■ EXERCISE SET:
A - Repeat the part of the Historic Burn article starting with "For newer players, Burn" and going on through "into a format.", substituting "enemy player" for "opponent".
B - According to the Historic Burn article, which two cards were removed from the format?
C - For each statement, say whether the Historic Burn article agrees with it.
(i) Burn is an aggro deck.
(ii) Historic RW Burn already holds a firm place in the Historic meta.
(iii) Burn decks want to begin the game with a one mana creature.
Answer yes or no for each, and quote the deciding words exactly.

Welcome to the Historic format. Thanks to a recent round of bannings, the format as a whole is more wide open than ever. The removal of both Memory Lapse and Tibalt’s Trickey has made venturing into the ranked ladder a bit more exciting. Players can now play decks that don’t need to worry about a sudden turn four Ugin or a turn two Memory Lapse into a wrath of some sort. The format has been unlocked at least for the moment, until someone finds another deck to dominate the meta.

[Yesterday’s Historic Mono White Humans Deck Tech]

In a new series from TGH, the Daily Deck Tech column takes a look at individual lists across multiple metas. Today is a day to look at an absolute classic archetype that hasn’t gotten much love in recent sets. That’s right, we are talking about Burn. Historic RW Burn to be specific. The deck hasn’t carved out a spot yet in the Historic meta, but with enough tuning it has the potential to be a big player.

What are the Deck’s Power Points?

For newer players, Burn might not be a familiar deck. The point of Burn is to deal damage to the opponent as quickly as possible with cheap creatures and cheap instants and sorceries. Burn decks want to start the game with a one mana creature, preferably with haste, and then cast damaging spells for the rest of the game. If it wasn’t obvious, Burn is an aggro deck. Actually it is the aggro deck that seems to always find a way into a format.

■ DATA EXTRACT:
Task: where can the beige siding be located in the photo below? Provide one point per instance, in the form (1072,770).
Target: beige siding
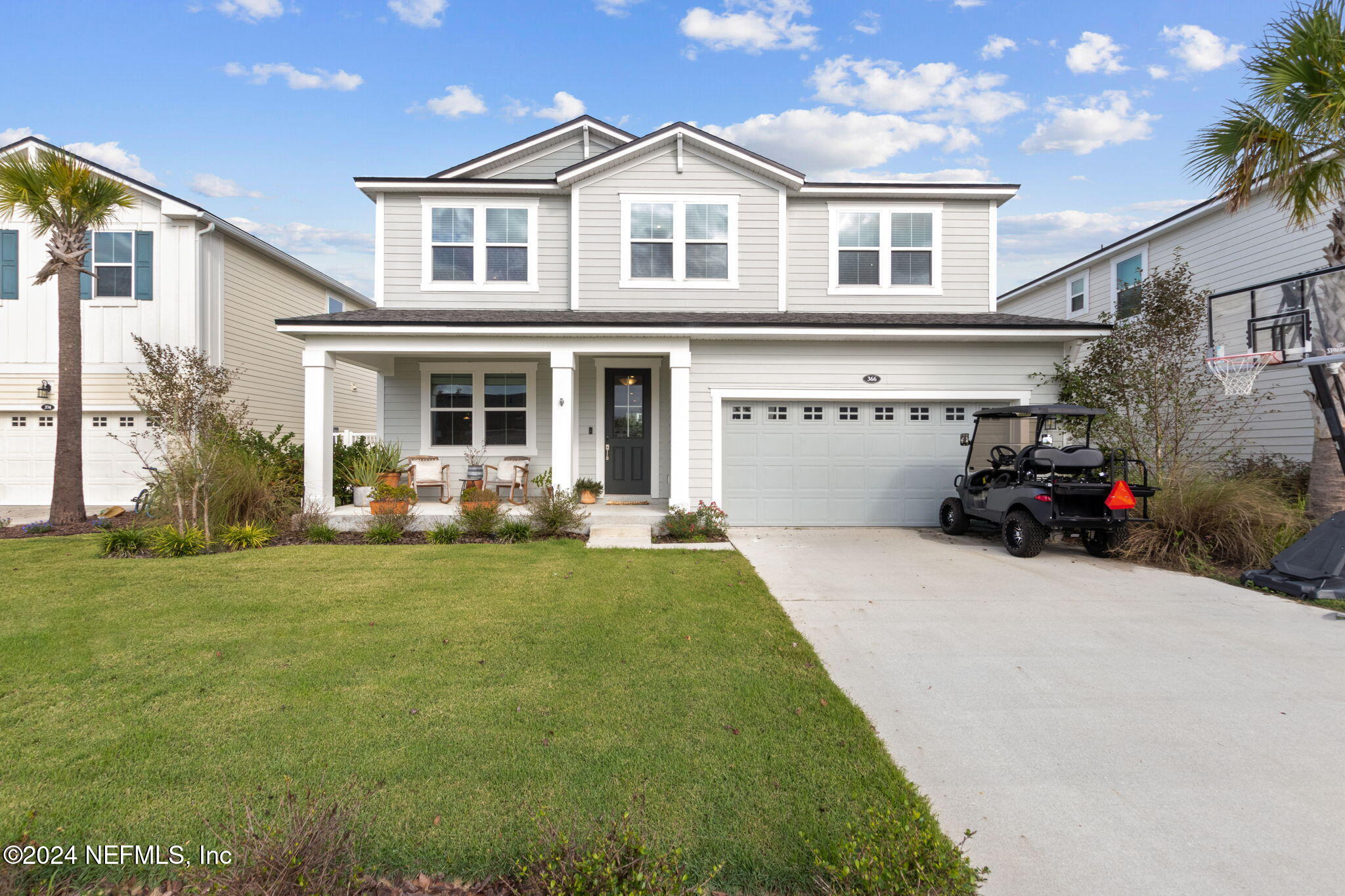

■ PROBLEM SOLUTIONS:
A -
For newer players, Burn might not be a familiar deck. The point of Burn is to deal damage to the enemy player as quickly as possible with cheap creatures and cheap instants and sorceries. Burn decks want to start the game with a one mana creature, preferably with haste, and then cast damaging spells for the rest of the game. If it wasn’t obvious, Burn is an aggro deck. Actually it is the aggro deck that seems to always find a way into a format.

B - Memory Lapse and Tibalt’s Trickey.

C -
(i) Yes: "Burn is an aggro deck."
(ii) No: "The deck hasn’t carved out a spot yet in the Historic meta"
(iii) Yes: "Burn decks want to start the game with a one mana creature"